● **Data for analysis**
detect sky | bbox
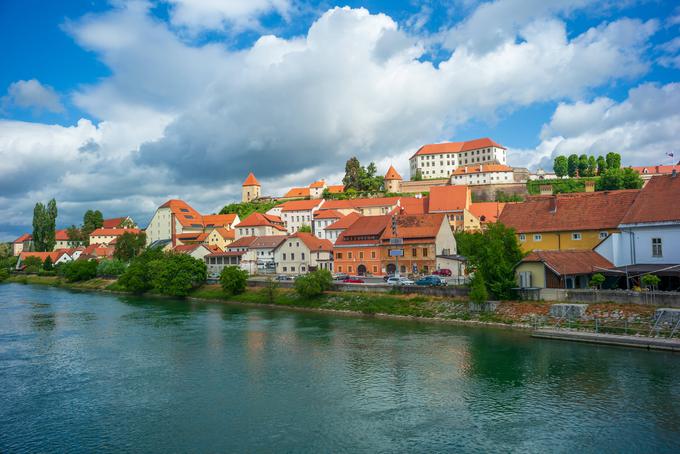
[1,0,679,241]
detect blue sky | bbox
[1,0,679,240]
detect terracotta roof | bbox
[314,209,343,219]
[250,235,287,249]
[279,199,323,212]
[498,190,640,233]
[213,227,235,240]
[309,180,326,188]
[243,172,260,186]
[173,244,210,254]
[428,186,470,212]
[14,233,32,243]
[203,213,238,227]
[469,202,506,224]
[522,250,613,276]
[207,250,245,257]
[326,212,361,230]
[631,165,680,175]
[159,199,204,228]
[399,197,429,215]
[336,215,390,245]
[236,212,285,229]
[381,214,445,242]
[384,165,403,180]
[452,164,513,175]
[620,175,680,225]
[290,232,333,252]
[327,185,345,193]
[54,229,70,241]
[412,138,505,158]
[102,217,126,229]
[90,228,141,237]
[19,251,64,263]
[81,244,114,258]
[228,236,258,248]
[282,187,310,198]
[175,232,204,241]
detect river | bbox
[1,283,679,453]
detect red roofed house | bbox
[237,235,288,274]
[428,185,475,231]
[16,250,74,270]
[102,216,137,229]
[274,232,334,275]
[80,244,115,260]
[278,199,325,233]
[54,229,83,250]
[630,164,680,181]
[206,227,235,251]
[90,228,142,246]
[409,137,507,179]
[515,250,614,289]
[234,212,287,239]
[172,243,213,261]
[450,164,514,186]
[13,233,33,256]
[468,202,506,227]
[334,215,390,276]
[324,212,362,244]
[281,180,344,200]
[498,189,640,253]
[313,209,345,243]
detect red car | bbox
[433,269,452,277]
[343,277,365,284]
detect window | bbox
[371,251,376,259]
[301,253,305,260]
[348,266,353,273]
[533,234,542,242]
[348,252,353,259]
[359,251,364,259]
[572,233,582,241]
[338,266,343,272]
[422,248,428,257]
[283,253,286,260]
[283,267,287,272]
[373,266,378,273]
[519,234,526,242]
[652,238,663,257]
[291,253,295,260]
[301,266,306,272]
[291,266,296,272]
[599,231,609,240]
[336,252,342,259]
[412,248,417,257]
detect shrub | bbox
[641,274,660,290]
[469,273,488,305]
[147,253,207,297]
[589,273,605,289]
[22,256,43,271]
[118,247,165,294]
[294,269,333,298]
[63,260,98,282]
[43,255,53,271]
[0,267,9,282]
[97,259,126,277]
[220,266,248,296]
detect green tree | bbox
[589,273,605,289]
[32,199,58,252]
[413,168,423,181]
[342,157,364,191]
[118,247,165,293]
[0,267,9,282]
[62,260,98,282]
[81,210,104,245]
[621,167,644,189]
[298,225,312,233]
[97,259,126,277]
[469,273,488,305]
[578,154,589,177]
[455,223,524,300]
[219,200,280,219]
[22,255,43,273]
[553,156,568,177]
[587,156,597,177]
[66,225,84,244]
[148,253,207,297]
[597,168,643,191]
[262,277,279,303]
[294,269,333,298]
[0,243,12,259]
[114,232,147,261]
[596,156,607,175]
[220,266,248,296]
[605,152,621,170]
[42,255,53,271]
[641,274,660,290]
[567,154,579,177]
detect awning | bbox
[602,264,680,277]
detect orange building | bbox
[333,215,390,276]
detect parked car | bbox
[415,275,445,287]
[333,273,349,281]
[343,277,365,284]
[383,274,394,282]
[208,272,220,280]
[433,268,452,277]
[387,276,415,286]
[276,275,294,281]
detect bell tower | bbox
[242,172,261,203]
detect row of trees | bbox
[553,152,621,178]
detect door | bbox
[357,264,367,276]
[386,263,396,275]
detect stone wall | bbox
[470,183,528,202]
[248,279,469,297]
[529,288,680,308]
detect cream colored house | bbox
[279,199,324,233]
[89,228,142,246]
[234,213,287,239]
[146,199,204,246]
[274,232,333,275]
[173,244,213,261]
[54,229,82,250]
[206,228,235,251]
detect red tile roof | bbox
[55,229,70,241]
[236,212,285,230]
[452,164,513,175]
[522,250,613,276]
[159,199,204,228]
[314,209,343,219]
[398,197,429,215]
[228,236,258,248]
[412,138,505,158]
[336,215,390,245]
[90,228,141,237]
[469,202,506,224]
[428,186,470,212]
[243,172,260,186]
[290,232,333,251]
[102,217,126,229]
[279,199,323,212]
[498,190,640,233]
[14,233,32,243]
[173,244,210,254]
[203,213,238,227]
[620,175,680,225]
[19,251,64,263]
[326,212,361,230]
[309,180,326,188]
[250,236,287,249]
[631,165,680,175]
[384,165,402,180]
[213,227,235,240]
[381,214,445,242]
[327,185,345,193]
[81,244,114,258]
[282,187,310,198]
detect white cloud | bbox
[163,0,292,32]
[514,82,680,170]
[2,79,65,114]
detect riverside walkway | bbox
[532,329,680,352]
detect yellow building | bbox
[498,189,640,252]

● **Prompt**
The records above must be printed exactly; the pictures stay out.

● **Written answer**
detect sky | bbox
[1,0,679,241]
detect blue sky | bbox
[1,0,679,240]
detect terracotta roof | bbox
[314,209,343,219]
[250,235,287,249]
[279,199,323,212]
[498,190,640,233]
[213,227,235,240]
[309,180,326,188]
[243,172,260,186]
[173,244,210,254]
[428,186,470,212]
[14,233,32,243]
[203,213,238,227]
[469,202,506,224]
[522,250,613,276]
[207,250,245,257]
[326,212,361,230]
[631,165,680,175]
[159,199,204,228]
[399,197,429,215]
[336,215,390,245]
[236,212,285,229]
[381,214,445,242]
[384,165,403,180]
[452,164,513,175]
[620,175,680,225]
[290,232,333,252]
[327,185,345,193]
[54,229,70,241]
[412,138,505,158]
[102,217,126,229]
[90,228,141,237]
[19,251,64,263]
[81,244,114,258]
[228,236,258,248]
[282,187,310,198]
[175,232,204,241]
detect river | bbox
[1,283,679,453]
detect red roofed house | bbox
[237,235,288,274]
[428,185,475,231]
[16,250,74,270]
[102,216,137,229]
[274,232,334,275]
[80,244,115,260]
[278,199,325,233]
[54,229,83,250]
[630,164,680,181]
[206,227,235,251]
[90,228,142,246]
[409,137,507,179]
[515,250,614,289]
[234,212,287,239]
[172,243,213,261]
[450,164,514,186]
[13,233,33,256]
[468,202,506,227]
[334,215,390,276]
[324,212,362,244]
[281,180,344,200]
[498,189,640,253]
[313,209,345,243]
detect red car | bbox
[433,269,452,277]
[343,277,365,284]
detect window | bbox
[371,251,376,259]
[301,253,305,260]
[348,266,353,273]
[533,234,542,242]
[348,252,353,259]
[359,251,364,259]
[572,233,582,241]
[338,266,343,272]
[422,248,428,257]
[283,253,286,260]
[283,267,287,272]
[373,266,378,273]
[519,234,526,242]
[652,238,663,257]
[291,253,295,260]
[301,266,306,272]
[291,266,296,272]
[599,231,609,240]
[336,252,342,259]
[412,248,417,257]
detect shrub | bbox
[641,274,660,290]
[469,273,488,305]
[147,253,207,297]
[589,273,605,289]
[22,256,43,271]
[118,247,165,294]
[294,269,333,298]
[63,260,98,282]
[43,255,53,271]
[0,267,9,282]
[97,259,126,277]
[220,266,248,296]
detect green tree | bbox
[589,273,605,289]
[32,199,58,252]
[413,168,423,181]
[342,157,364,191]
[118,247,165,293]
[0,267,9,282]
[62,260,98,282]
[81,210,104,245]
[621,167,644,189]
[298,225,312,233]
[97,259,126,277]
[469,273,488,305]
[578,154,589,177]
[455,223,524,300]
[219,200,280,219]
[22,255,43,273]
[553,156,568,177]
[587,156,597,177]
[66,225,84,244]
[148,253,207,297]
[597,168,643,191]
[262,277,279,303]
[294,269,333,298]
[0,243,12,259]
[114,232,147,261]
[596,156,607,175]
[220,266,248,296]
[605,152,621,170]
[42,255,53,271]
[641,274,660,290]
[567,154,579,177]
detect awning | bbox
[602,264,680,277]
detect orange building | bbox
[333,215,390,276]
detect parked car | bbox
[415,275,445,287]
[333,273,349,281]
[343,277,365,284]
[383,274,394,282]
[208,272,220,280]
[433,268,452,277]
[387,276,415,286]
[276,275,294,281]
detect bell tower | bbox
[242,172,261,203]
detect row of trees | bbox
[553,152,621,178]
detect door | bbox
[357,264,367,276]
[386,263,396,275]
detect stone wall | bbox
[470,183,528,202]
[248,279,469,297]
[529,288,680,308]
detect cream colored house | bbox
[279,199,324,233]
[89,228,142,246]
[234,213,287,239]
[146,199,204,246]
[274,232,333,275]
[173,244,213,261]
[54,229,82,250]
[206,228,235,251]
detect red tile roof | bbox
[55,229,70,241]
[236,212,285,230]
[452,164,513,175]
[522,250,613,276]
[159,199,204,228]
[314,209,343,219]
[398,197,429,215]
[228,236,258,248]
[412,138,505,158]
[336,215,390,245]
[90,228,141,237]
[469,202,506,224]
[428,186,470,212]
[243,172,260,186]
[290,232,333,251]
[102,217,126,229]
[279,199,323,212]
[498,190,640,233]
[14,233,32,243]
[173,244,210,254]
[203,213,238,227]
[620,175,680,225]
[19,251,64,263]
[326,212,361,230]
[309,180,326,188]
[250,236,287,249]
[631,165,680,175]
[384,165,402,180]
[213,227,235,240]
[381,214,445,242]
[327,185,345,193]
[81,244,114,258]
[282,187,310,198]
detect white cloud | bbox
[163,0,292,32]
[514,82,680,170]
[2,79,65,114]
detect riverside walkway | bbox
[532,329,680,352]
detect yellow building | bbox
[498,189,640,252]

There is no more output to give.